■ **TASK DETAILS**
Rewrite the lines below, substituting "most central" for every occurrence of "innermost" and leaving everything else unchanged.

(Object point labels)
_ _ _ _
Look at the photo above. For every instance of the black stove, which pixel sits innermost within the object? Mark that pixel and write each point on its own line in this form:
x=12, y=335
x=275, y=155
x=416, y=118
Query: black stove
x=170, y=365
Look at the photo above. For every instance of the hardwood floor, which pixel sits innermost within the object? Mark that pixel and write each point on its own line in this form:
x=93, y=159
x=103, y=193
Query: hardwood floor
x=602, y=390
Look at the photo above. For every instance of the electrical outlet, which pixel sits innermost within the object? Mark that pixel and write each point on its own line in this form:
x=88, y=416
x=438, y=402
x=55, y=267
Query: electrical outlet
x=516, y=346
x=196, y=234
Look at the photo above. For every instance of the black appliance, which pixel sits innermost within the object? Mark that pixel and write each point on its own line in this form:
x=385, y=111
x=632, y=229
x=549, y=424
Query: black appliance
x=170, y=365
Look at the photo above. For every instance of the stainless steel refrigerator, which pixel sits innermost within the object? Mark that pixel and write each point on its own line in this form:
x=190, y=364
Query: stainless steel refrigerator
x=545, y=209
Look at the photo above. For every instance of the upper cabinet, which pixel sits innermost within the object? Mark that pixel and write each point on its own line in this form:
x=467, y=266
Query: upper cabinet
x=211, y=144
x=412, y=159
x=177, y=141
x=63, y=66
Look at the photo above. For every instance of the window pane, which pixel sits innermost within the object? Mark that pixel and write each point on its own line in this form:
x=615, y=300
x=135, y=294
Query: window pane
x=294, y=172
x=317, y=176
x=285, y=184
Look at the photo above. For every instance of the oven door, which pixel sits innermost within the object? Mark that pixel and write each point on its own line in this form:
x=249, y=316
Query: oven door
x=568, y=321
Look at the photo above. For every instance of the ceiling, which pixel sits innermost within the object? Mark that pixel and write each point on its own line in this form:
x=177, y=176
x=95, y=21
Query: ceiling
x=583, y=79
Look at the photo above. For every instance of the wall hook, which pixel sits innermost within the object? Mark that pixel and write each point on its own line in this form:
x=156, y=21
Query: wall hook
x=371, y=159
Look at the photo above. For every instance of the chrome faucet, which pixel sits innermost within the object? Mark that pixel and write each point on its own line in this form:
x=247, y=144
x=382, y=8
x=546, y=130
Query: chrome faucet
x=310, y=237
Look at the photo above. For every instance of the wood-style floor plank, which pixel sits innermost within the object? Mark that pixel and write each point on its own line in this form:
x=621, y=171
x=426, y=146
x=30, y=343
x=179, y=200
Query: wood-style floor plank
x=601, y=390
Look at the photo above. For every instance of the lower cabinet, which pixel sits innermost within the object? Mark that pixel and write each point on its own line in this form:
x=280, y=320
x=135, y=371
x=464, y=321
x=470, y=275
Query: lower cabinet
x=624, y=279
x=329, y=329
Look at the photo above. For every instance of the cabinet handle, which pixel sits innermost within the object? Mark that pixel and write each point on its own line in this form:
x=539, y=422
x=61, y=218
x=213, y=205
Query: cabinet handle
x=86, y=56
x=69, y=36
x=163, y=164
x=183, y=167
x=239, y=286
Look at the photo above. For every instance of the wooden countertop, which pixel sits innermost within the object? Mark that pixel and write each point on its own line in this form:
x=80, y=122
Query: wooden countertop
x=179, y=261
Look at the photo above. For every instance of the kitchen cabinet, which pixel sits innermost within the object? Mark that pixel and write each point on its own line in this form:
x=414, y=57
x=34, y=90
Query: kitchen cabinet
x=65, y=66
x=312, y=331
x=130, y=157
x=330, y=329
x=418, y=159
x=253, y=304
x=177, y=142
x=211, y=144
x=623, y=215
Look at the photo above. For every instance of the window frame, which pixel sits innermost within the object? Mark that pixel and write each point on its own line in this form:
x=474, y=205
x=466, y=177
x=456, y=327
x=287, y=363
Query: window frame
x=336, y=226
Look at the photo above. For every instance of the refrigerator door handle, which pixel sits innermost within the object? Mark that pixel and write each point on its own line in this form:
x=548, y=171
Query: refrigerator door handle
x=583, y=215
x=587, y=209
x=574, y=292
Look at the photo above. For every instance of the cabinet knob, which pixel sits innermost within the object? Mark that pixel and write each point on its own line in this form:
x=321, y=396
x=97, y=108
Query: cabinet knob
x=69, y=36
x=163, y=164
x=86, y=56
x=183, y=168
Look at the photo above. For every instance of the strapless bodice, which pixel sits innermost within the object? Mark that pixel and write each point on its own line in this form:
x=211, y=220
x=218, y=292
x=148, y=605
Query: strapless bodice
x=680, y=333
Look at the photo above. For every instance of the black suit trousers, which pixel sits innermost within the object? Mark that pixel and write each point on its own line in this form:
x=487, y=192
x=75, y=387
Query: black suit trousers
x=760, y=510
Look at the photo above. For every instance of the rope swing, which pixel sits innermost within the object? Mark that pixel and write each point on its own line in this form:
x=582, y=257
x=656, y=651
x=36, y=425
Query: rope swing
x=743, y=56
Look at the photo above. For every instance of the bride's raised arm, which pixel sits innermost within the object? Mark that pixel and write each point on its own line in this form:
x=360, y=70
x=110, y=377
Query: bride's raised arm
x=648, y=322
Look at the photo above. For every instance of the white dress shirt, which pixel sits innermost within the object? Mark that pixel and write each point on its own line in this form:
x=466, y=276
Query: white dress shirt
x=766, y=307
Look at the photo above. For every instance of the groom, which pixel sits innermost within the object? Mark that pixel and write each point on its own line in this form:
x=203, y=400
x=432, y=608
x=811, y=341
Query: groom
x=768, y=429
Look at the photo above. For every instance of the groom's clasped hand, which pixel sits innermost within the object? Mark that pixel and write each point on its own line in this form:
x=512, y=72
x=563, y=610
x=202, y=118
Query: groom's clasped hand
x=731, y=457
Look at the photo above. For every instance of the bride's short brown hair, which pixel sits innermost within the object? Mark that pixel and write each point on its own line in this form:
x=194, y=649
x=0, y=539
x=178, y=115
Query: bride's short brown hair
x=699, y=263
_ _ _ _
■ **SOLVED PROBLEM**
Look at the photo above. For every instance of the black stove, which pixel sits most central within the object? Mark that pixel and write each point on its own line in this form:
x=12, y=335
x=275, y=155
x=416, y=118
Query: black stove
x=170, y=365
Look at the photo above. For every instance of the hardwood floor, which pixel sits most central within the object? Mark that pixel and write each point on its own line in this form:
x=93, y=159
x=103, y=193
Query: hardwood floor
x=602, y=390
Look at the photo above. For every instance of the electrical outlet, which pixel sits most central within the object? Mark that pixel and write each point on its own line in this form:
x=88, y=416
x=438, y=402
x=55, y=267
Query: electrical outlet
x=516, y=346
x=196, y=234
Look at the photo above. For every instance of the black appliance, which pixel sits most central within the object? Mark that pixel and write each point on its own line in this form:
x=385, y=111
x=632, y=229
x=549, y=424
Query: black appliance
x=170, y=365
Look at the photo above. For every instance of the stainless steel refrigerator, which pixel sits most central within the object? Mark that pixel and write each point on its own line in this form:
x=190, y=364
Query: stainless steel refrigerator
x=545, y=209
Look at the photo above. For every instance of the upper cabinet, which pixel sits most central within the object? Mark that pixel and write each point on its own line in this form:
x=467, y=266
Query: upper cabinet
x=211, y=144
x=412, y=159
x=177, y=141
x=63, y=66
Look at the photo above. For every instance of the window pane, which pixel sits most central within the object? Mark that pixel and write each point on its own line in this form:
x=615, y=300
x=135, y=294
Query: window pane
x=294, y=172
x=317, y=176
x=285, y=184
Look at the photo above. For every instance of the oven door, which pixel sits most central within the object? Mark that pixel and write each point on its own line in this form:
x=249, y=316
Query: oven door
x=568, y=321
Look at the photo above. For every instance of the ceiling, which pixel sits most central within the object? Mark that pixel and write each point on its own line in this form:
x=177, y=176
x=95, y=21
Query: ceiling
x=583, y=79
Look at the photo above. For every instance of the wall hook, which pixel sits most central within the object? Mark that pixel and write each point on its own line in this form:
x=156, y=21
Query: wall hook
x=371, y=159
Look at the photo above. For every instance of the chrome faucet, which pixel sits most central within the object? Mark that pixel and write each point on its own line in this form:
x=247, y=144
x=382, y=8
x=546, y=130
Query: chrome faucet
x=310, y=237
Look at the photo above. For every instance of the wood-style floor plank, which pixel sits most central within the object? Mark that pixel and write each point on its own line in this form:
x=621, y=171
x=426, y=146
x=30, y=343
x=179, y=200
Query: wood-style floor plank
x=601, y=390
Look at the photo above. For every instance of the lower cabinet, which pixel sits most central within the object? Mark that pixel and write each point on its own line in this form:
x=280, y=320
x=135, y=371
x=464, y=321
x=470, y=275
Query: lower cabinet
x=624, y=279
x=329, y=329
Look at the photo above. For every instance of the cabinet handle, which pixel sits most central within the object? Mark that pixel and write each point on its own line in this form:
x=539, y=422
x=61, y=218
x=213, y=205
Query: cabinet handle
x=86, y=56
x=69, y=36
x=163, y=164
x=183, y=167
x=239, y=286
Look at the photo above. For every instance of the wooden countertop, which pixel sits most central within the object? Mark that pixel and write each point on its own line in this form:
x=80, y=122
Query: wooden countertop
x=179, y=261
Look at the photo above. For every instance of the kitchen cabinet, which pixel sits most central within the object? Mark that pixel and write each point on its own line in this form:
x=414, y=57
x=34, y=90
Query: kitchen cabinet
x=65, y=66
x=312, y=331
x=130, y=157
x=330, y=329
x=418, y=159
x=253, y=304
x=177, y=142
x=211, y=144
x=623, y=215
Look at the photo above. For every instance of the window frame, which pixel sits most central within the object? Mark that pixel and write each point on its own line in this form:
x=474, y=205
x=466, y=177
x=456, y=327
x=287, y=363
Query: window frame
x=336, y=226
Look at the photo above. For every instance of the refrigerator door handle, which pixel sits most central within the object? Mark that pixel and write each point on its own line in this form:
x=548, y=171
Query: refrigerator door handle
x=583, y=215
x=587, y=209
x=574, y=292
Look at the photo above. For every instance of the cabinet knob, which pixel sits most central within the object? Mark that pixel and write each point on its own line in this form:
x=321, y=396
x=97, y=108
Query: cabinet knob
x=69, y=36
x=163, y=164
x=86, y=56
x=183, y=168
Look at the photo above. For every instance of the strapless bodice, which pixel sits most central within the object? Mark that pixel and write each point on its own line in this form:
x=211, y=220
x=218, y=292
x=148, y=605
Query: strapless bodice
x=680, y=333
Look at the photo above. For every instance of the black suit trousers, which pixel sits most central within the object? Mark that pixel and write each point on its own line in this form:
x=487, y=192
x=75, y=387
Query: black suit trousers
x=760, y=510
Look at the photo above. For every instance of the rope swing, which pixel sits most central within the object? Mark that pixel and write each point on its own line in this form:
x=582, y=257
x=656, y=651
x=36, y=425
Query: rope swing
x=743, y=56
Look at the photo above. For every instance of the bride's raised arm, which pixel sits most central within the object? Mark that pixel and write each point on its own line in this form:
x=360, y=70
x=110, y=377
Query: bride's raised arm
x=648, y=322
Look at the photo above. For every instance of the white dress shirt, which pixel sits most central within the object? Mark that pixel and write each point on its own line in this form:
x=466, y=276
Query: white dress shirt
x=766, y=307
Look at the photo above. For every instance of the groom, which pixel sits most central within the object? Mark that pixel and write each point on its own line in this form:
x=203, y=400
x=432, y=608
x=811, y=341
Query: groom
x=768, y=429
Look at the photo above. For every instance of the groom's clasped hand, which pixel sits most central within the object? Mark that pixel and write each point on its own line in this form:
x=512, y=72
x=563, y=610
x=202, y=118
Query: groom's clasped hand
x=731, y=457
Look at the photo above. For every instance of the bride's short brown hair, which pixel sits most central within the object? Mark that pixel and write each point on its own line in this form:
x=194, y=649
x=0, y=539
x=178, y=115
Query: bride's short brown hair
x=699, y=263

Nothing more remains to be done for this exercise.